## Text provided:
---+---
Tracy O’Neill grew up Irish a few miles out of  Boston. A frequent refrain throughout her years at home was “I’m your real mother,” stated by a woman who has been Tracy’s parent almost from birth. Knowing she and her younger brother had both been adopted from Korea has given rise to Tracy’s understandable curiosity about the woman who gave birth to her. This is crowded out by the task of getting two Master’s degrees and a PhD from Columbia, while learning how to live on her own in Brooklyn.

“I read and I wrote,” she says--but then Covid comes to town. Reading and writing in isolation begins to pall and Tracy starts a serious search for her birth mother.

Armed only with scanty facts from the adoption agency who placed her, Tracy resorts to a 21st Century solution, DNA analysis. She spits in a vial six different times. After the sixth try, she’s matched with a girl who’s her third cousin and puts Tracy in contact with that cousin’s father.

“She’s alive,” her uncle tells her. When Covid travel restrictions are lifted, Tracy buys a round-trip ticket to Korea that will give her 22 days with her birth mother and her newly-discovered Korean family. Suddenly she has three blood siblings, a sister and two brothers. All four of them, she’s told, have different fathers.

“Don’t give her anything all,” her uncle says of Tracy’s mother. “Never forget,” another man tells her, “These guys are strangers.”  

Armed with Google Translate, she’s met in Korea by her sister, her cousin, and the aunt who witnessed her birth. She’s also faced with ten days of quarantine that she spends in a bedroom of her aunt’s apartment and she begins a life in translation. Every question, every answer is conveyed in the dubious accuracy of telephone apps--Kakao Talk and Navur Papago, as well as the version offered by Google.

Tracy is back in isolation again, in the home of a cousin and an aunt who are obsessed with feeding her. “You’re too skinny,” they tell her on a phone screen.

This is the way facts emerge, through phones, skeletal and often contradictory. Her uncle in America tells her she’s being lied to because her relatives want “everyone to be happy.” When Tracy is at last able to meet her birth mother, she hires a phone interpreter to make certain the translations aren’t tarnished by family feelings. However the phone interpreter is as resolute in striving for a happy conclusion as the relatives have been.
---+---
## Dataset excerpts:
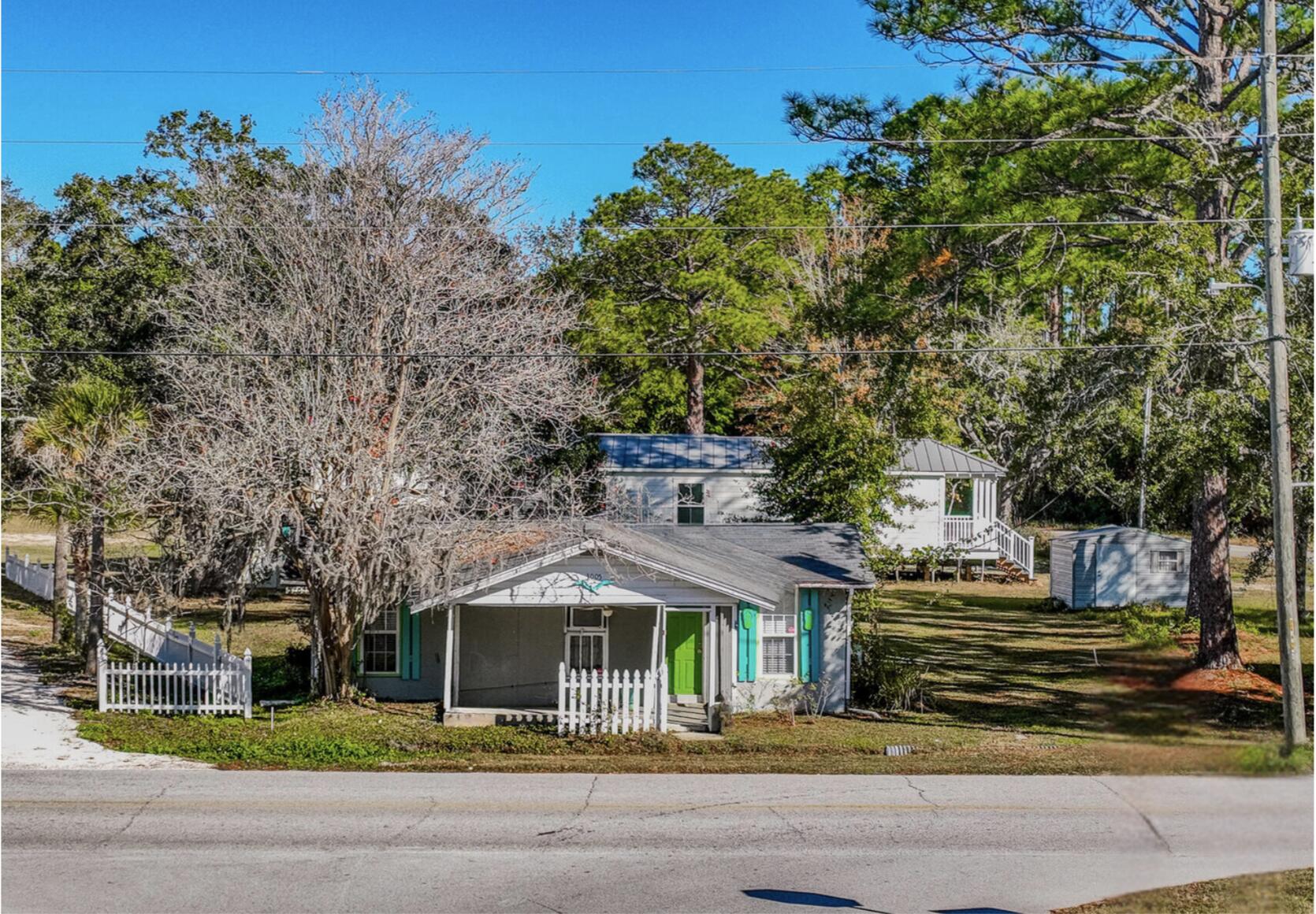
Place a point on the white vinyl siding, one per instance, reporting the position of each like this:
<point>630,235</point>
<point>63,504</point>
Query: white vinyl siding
<point>1119,566</point>
<point>777,644</point>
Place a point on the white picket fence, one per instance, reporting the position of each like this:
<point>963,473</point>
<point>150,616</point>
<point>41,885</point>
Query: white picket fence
<point>188,675</point>
<point>32,576</point>
<point>190,688</point>
<point>597,701</point>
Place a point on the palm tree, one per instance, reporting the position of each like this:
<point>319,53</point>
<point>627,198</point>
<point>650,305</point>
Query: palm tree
<point>78,440</point>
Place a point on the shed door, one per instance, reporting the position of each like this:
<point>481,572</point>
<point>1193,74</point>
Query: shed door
<point>1116,576</point>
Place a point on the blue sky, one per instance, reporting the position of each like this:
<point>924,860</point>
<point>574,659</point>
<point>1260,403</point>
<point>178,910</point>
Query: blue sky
<point>457,35</point>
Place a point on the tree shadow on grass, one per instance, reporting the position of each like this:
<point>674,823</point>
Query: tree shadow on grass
<point>1003,664</point>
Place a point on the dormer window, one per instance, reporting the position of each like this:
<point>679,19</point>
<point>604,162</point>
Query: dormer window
<point>960,497</point>
<point>690,503</point>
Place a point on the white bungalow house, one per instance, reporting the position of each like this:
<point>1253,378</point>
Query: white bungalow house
<point>630,626</point>
<point>709,481</point>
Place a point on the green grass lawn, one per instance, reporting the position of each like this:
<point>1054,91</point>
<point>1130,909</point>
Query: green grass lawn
<point>1013,689</point>
<point>1288,892</point>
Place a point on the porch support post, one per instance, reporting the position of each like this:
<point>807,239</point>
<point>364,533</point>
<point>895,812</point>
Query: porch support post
<point>448,660</point>
<point>457,654</point>
<point>653,652</point>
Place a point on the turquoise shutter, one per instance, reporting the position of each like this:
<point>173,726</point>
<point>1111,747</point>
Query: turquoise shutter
<point>411,668</point>
<point>403,637</point>
<point>809,615</point>
<point>746,642</point>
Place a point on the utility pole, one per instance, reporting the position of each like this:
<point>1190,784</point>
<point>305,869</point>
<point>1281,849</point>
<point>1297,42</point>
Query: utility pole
<point>1147,433</point>
<point>1281,457</point>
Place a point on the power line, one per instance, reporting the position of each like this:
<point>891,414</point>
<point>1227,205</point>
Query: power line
<point>715,354</point>
<point>874,226</point>
<point>623,71</point>
<point>626,143</point>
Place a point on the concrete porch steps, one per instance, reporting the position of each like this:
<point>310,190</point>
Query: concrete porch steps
<point>687,719</point>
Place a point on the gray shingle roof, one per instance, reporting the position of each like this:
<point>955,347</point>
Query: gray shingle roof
<point>712,452</point>
<point>682,451</point>
<point>762,560</point>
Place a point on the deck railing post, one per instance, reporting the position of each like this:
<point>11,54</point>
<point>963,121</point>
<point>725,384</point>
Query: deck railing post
<point>247,683</point>
<point>102,659</point>
<point>562,697</point>
<point>662,697</point>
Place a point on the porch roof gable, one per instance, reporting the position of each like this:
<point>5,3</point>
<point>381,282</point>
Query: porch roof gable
<point>757,563</point>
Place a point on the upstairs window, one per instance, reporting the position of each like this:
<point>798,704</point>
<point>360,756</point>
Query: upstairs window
<point>379,644</point>
<point>960,497</point>
<point>690,503</point>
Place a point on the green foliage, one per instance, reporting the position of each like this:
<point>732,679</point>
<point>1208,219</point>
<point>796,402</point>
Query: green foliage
<point>686,291</point>
<point>882,680</point>
<point>1154,625</point>
<point>831,462</point>
<point>1269,759</point>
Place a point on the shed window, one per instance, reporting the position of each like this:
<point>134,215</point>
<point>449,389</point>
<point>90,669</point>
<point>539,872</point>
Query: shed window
<point>778,640</point>
<point>1166,560</point>
<point>690,503</point>
<point>379,644</point>
<point>960,497</point>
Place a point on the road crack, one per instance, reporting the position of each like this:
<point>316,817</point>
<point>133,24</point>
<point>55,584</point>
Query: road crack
<point>787,823</point>
<point>1143,816</point>
<point>429,810</point>
<point>139,812</point>
<point>571,823</point>
<point>923,796</point>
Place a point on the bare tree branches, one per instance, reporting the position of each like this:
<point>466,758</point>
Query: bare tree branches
<point>371,475</point>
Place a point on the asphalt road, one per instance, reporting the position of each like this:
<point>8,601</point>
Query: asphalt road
<point>214,841</point>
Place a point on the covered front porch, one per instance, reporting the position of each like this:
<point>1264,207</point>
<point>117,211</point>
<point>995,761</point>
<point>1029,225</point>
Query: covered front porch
<point>573,648</point>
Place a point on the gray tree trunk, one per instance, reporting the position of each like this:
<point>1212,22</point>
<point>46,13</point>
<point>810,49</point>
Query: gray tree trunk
<point>1210,588</point>
<point>82,587</point>
<point>693,395</point>
<point>96,615</point>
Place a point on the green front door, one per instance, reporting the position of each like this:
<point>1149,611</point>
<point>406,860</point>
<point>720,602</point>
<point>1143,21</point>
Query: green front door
<point>685,652</point>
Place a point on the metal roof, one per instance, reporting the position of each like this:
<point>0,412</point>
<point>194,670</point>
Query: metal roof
<point>828,554</point>
<point>683,451</point>
<point>924,455</point>
<point>713,452</point>
<point>762,560</point>
<point>1115,533</point>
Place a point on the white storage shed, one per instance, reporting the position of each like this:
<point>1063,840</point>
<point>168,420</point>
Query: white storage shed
<point>1115,566</point>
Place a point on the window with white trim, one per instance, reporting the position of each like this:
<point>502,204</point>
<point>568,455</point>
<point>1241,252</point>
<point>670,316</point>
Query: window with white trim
<point>379,644</point>
<point>586,650</point>
<point>1169,560</point>
<point>585,617</point>
<point>690,503</point>
<point>587,638</point>
<point>777,641</point>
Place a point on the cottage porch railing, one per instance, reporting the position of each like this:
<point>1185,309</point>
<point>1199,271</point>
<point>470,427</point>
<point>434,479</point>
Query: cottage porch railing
<point>1009,542</point>
<point>597,701</point>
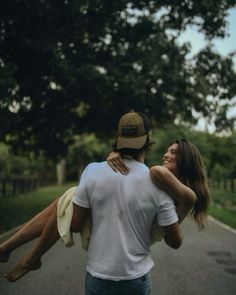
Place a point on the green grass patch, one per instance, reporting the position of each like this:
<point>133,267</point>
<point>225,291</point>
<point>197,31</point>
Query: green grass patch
<point>223,206</point>
<point>224,215</point>
<point>15,210</point>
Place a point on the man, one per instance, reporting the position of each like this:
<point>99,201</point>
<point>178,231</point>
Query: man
<point>123,209</point>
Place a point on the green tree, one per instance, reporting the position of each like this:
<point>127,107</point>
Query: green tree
<point>72,66</point>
---+---
## How to complete this task:
Can you extend the piece about Tracy O'Neill's search for her Korean birth mother, picking up after its final paragraph?

## Result below:
Embraced by her mother, she fails to feel “the inimitable bond of mothers and children.” “I was nothing but a stone-cold cardboard cutout…in the iron clench of a shuddering old woman.”

When Tracy goes to her mother’s apartment, she is handed a drawstring bag that holds one million won, which is around $8000 U.S dollars. Then she learns she can’t meet her youngest brother because he has never been, nor never will be, told that she exists.

Covid, cultural shock, no common language, and a stay in a foreign country that’s shortened from twenty-two to only seventeen days, ten of which were spent in quarantine--this expedition is doomed from the outset. But Tracy O’Neill is a novelist and she knows how to tell a gripping story. A fan of Raymond Chandler’s Philip Marlowe novels, she cleverly drapes her narrative in noir-style, even coming up with the requisite hard-boiled PI whom she hires at the beginning of her quest. A man who provides no vital information, he remains part of the plot up to the very end, and real or not, he’s an enticing addition. So is the Serbian boyfriend who speaks in broken English. Another plot device? What’s real? Who knows the true usefulness of a common language?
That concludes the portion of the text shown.